EXTRACTED TEXT:
○ ○ ○ ○ ○

World Health Organization Choosing Interventions that are Cost-Effective (WHO-CHOICE) has been a global leader in the field of economic evaluation, specifically cost-effectiveness analysis, for almost 20 years. The use of a consistent methodology across disease areas is a major added value of the CHOICE approach, as it allows for fair comparison between and across health programmes. A recent update presents cost-effectiveness estimates for 479 intervention scenarios across 20 disease programmes and risk factors. The analysis was run for two regions: Eastern sub-Saharan Africa and Southeast Asia, and estimates are presented at regional level. Across settings, there will be differences in epidemiological structure, related social and economic determinants, commodity prices, costs of health workforce and other inputs, that warrant the need for a context-specific analysis. For analysts and decision-makers wanting to create country-specific estimates, WHO-CHOICE has developed a downloadable tool that is freely available for country users (OneHealth tool).
The methods and results were formally released in November 2021 as a Special Issue on “The World Health Organization Choosing Interventions That Are Cost-Effective (WHO-CHOICE) Update”

○ ○ ○ ○ ○

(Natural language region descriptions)
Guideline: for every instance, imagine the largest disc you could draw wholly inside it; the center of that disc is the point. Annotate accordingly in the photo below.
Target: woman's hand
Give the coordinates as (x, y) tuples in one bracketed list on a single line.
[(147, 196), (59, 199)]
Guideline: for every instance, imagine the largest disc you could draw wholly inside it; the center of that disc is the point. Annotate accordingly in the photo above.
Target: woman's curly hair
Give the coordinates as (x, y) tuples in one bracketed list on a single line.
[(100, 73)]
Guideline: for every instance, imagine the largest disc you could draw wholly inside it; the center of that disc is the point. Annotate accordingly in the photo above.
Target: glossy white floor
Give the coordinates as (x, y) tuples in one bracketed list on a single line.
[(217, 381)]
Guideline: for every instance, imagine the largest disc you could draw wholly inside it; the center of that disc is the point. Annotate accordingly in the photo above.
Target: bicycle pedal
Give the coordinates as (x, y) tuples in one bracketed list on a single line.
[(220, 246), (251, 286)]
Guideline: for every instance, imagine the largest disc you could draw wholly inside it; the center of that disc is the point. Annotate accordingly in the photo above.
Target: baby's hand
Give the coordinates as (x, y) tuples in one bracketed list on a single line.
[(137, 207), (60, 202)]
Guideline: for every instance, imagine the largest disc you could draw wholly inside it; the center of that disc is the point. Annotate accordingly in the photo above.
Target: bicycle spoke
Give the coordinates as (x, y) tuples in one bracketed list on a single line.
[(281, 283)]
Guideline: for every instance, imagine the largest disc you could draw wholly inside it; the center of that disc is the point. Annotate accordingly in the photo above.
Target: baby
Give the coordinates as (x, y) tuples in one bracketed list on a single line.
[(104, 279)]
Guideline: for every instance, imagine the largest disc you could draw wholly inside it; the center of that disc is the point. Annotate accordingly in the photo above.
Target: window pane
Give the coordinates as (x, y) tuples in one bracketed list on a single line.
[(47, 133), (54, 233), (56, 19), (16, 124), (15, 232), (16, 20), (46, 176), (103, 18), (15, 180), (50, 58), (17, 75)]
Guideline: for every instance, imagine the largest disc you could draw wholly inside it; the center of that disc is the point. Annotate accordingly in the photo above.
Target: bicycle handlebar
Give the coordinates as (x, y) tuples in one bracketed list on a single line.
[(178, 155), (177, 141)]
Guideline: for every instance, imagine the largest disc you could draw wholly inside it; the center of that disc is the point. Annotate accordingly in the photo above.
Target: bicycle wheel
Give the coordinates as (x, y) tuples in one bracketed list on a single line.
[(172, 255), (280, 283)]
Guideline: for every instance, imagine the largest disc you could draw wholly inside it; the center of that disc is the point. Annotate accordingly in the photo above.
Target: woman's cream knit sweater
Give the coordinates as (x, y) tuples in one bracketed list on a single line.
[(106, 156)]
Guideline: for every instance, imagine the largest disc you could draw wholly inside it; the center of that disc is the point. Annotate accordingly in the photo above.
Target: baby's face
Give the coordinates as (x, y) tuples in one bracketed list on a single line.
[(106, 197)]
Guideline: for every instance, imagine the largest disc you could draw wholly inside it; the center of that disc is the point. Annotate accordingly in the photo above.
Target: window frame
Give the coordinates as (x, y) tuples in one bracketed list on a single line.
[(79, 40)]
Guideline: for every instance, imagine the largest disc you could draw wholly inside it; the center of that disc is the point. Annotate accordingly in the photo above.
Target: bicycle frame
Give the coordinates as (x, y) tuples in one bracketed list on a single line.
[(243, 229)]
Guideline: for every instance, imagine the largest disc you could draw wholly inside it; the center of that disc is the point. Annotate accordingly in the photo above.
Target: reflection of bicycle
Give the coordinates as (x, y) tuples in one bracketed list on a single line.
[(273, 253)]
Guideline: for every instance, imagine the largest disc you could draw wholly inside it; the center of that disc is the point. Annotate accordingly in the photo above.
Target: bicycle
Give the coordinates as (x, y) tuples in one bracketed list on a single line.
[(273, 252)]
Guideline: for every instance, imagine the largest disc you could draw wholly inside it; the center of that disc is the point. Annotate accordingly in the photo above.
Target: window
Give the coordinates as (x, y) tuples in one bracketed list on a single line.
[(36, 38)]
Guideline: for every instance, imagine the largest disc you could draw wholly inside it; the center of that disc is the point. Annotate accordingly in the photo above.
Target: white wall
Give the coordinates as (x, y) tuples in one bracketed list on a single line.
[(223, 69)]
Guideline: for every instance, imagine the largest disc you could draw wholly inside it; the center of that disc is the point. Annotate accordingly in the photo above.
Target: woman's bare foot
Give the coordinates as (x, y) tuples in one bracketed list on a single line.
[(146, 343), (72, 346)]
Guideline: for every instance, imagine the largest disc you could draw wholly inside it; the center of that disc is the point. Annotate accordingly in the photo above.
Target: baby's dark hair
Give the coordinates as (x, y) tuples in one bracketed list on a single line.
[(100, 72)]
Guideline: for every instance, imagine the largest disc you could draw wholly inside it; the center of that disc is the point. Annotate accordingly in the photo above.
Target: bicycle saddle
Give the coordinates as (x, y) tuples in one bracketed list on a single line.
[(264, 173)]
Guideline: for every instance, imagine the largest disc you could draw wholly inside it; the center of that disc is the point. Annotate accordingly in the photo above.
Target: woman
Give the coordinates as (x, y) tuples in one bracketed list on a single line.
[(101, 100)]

○ ○ ○ ○ ○

ACTIVITIES:
[1] In the text about WHO-CHOICE, for which two regions was the analysis run?
[2] Carry the text about WHO-CHOICE on from where it stops.

TASK-BY-TASK ANSWERS:
[1] Eastern sub-Saharan Africa and Southeast Asia.

[2]
More details are available in five papers:
The WHO-CHOICE approach is unique in the global health landscape, as it takes a “generalized” approach to cost-effectiveness analysis that can be seen as a quantitative assessment of current and future efficiency within a health system. This supports priority setting processes, ensuring that health stewards know how to spend resources in order to achieve the highest health gain as one consideration in strategic planning. This paper provides an overview of the methodological approach, highlighting updates to the analytic framework over the past 10 years, including strategic choices around time horizon and discount rates.
This paper presents cost-effectiveness for interventions that fall within the areas of immunization, child health care, nutrition, reproductive health, and maternal/newborn health, and for which it is possible to model impact on MNCH mortality outcomes using the Lives Saved Tool (LiST).
High value interventions are consistent across the two regions, and include family planning, neonatal resuscitation, management of pneumonia and neonatal infection, vitamin A supplementation, and measles vaccine. With maternal and child mortality still looming high in many countries, there are opportunities to gear investments towards high-impact interventions.
The analysis demonstrates that HIV, TB and malaria prevention and treatment interventions are highly cost-effective. By retrospectively shining a spotlight on what programme development and scaling up achieved during the first decade of the 21st century (2000- 2010), it aims to assist policy-makers in understanding what worked in obtaining value for money for HIV, TB and malaria.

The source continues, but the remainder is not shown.